### Records for processing
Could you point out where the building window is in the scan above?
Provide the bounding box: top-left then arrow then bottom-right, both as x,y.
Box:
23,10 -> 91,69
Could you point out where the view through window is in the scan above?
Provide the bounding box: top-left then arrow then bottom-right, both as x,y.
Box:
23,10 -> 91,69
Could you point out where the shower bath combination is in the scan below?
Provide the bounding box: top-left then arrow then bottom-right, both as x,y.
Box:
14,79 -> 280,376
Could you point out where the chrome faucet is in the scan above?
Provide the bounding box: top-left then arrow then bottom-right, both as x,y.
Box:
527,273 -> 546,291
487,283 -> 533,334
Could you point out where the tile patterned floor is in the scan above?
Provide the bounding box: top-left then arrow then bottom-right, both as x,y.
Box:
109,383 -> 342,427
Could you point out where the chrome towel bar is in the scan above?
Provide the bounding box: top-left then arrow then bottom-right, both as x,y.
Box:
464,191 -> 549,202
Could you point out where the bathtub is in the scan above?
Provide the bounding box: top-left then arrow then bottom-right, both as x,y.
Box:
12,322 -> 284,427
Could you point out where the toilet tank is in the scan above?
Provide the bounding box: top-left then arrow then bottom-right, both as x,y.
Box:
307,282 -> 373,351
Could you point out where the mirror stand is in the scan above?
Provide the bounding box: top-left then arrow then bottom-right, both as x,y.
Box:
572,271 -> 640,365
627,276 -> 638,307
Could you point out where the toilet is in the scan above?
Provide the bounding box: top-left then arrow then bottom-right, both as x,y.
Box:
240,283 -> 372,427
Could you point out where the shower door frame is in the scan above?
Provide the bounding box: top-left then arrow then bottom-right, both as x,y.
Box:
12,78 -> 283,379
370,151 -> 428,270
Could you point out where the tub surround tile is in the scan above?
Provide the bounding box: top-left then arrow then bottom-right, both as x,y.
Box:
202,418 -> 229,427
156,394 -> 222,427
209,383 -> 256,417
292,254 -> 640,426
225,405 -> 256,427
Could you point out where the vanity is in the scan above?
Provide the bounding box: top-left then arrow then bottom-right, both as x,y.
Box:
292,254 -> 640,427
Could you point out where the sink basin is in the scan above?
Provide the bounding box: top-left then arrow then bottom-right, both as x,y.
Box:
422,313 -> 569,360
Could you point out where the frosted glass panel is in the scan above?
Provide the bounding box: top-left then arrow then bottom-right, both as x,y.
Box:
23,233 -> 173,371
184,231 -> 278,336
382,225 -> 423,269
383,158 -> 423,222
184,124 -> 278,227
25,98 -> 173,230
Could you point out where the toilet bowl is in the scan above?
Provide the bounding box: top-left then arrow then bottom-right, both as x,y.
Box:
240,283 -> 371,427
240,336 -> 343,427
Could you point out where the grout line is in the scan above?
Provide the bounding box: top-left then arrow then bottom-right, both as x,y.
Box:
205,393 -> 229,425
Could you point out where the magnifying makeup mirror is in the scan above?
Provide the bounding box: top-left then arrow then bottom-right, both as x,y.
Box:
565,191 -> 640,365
######
Your objective
Please rewrite the records starting at the line that contains "Could you point out where the sink" and ending at the line that contains "25,98 -> 173,230", renaming "sink basin" to "washbasin" and keeping everything else the same. Return only those lines.

Solved problem
Could you point out where the washbasin is in the scan above?
Provide the bounding box: top-left then arrow then bottom-right, both as x,y.
Box:
422,313 -> 569,360
Could you point out where the frosted glass panel is in the scan above?
Provide the bounding box: top-left then arrow then bottom-right, both as x,y.
Box:
23,233 -> 173,371
184,231 -> 278,336
382,225 -> 423,269
383,158 -> 423,222
184,124 -> 278,227
25,98 -> 173,230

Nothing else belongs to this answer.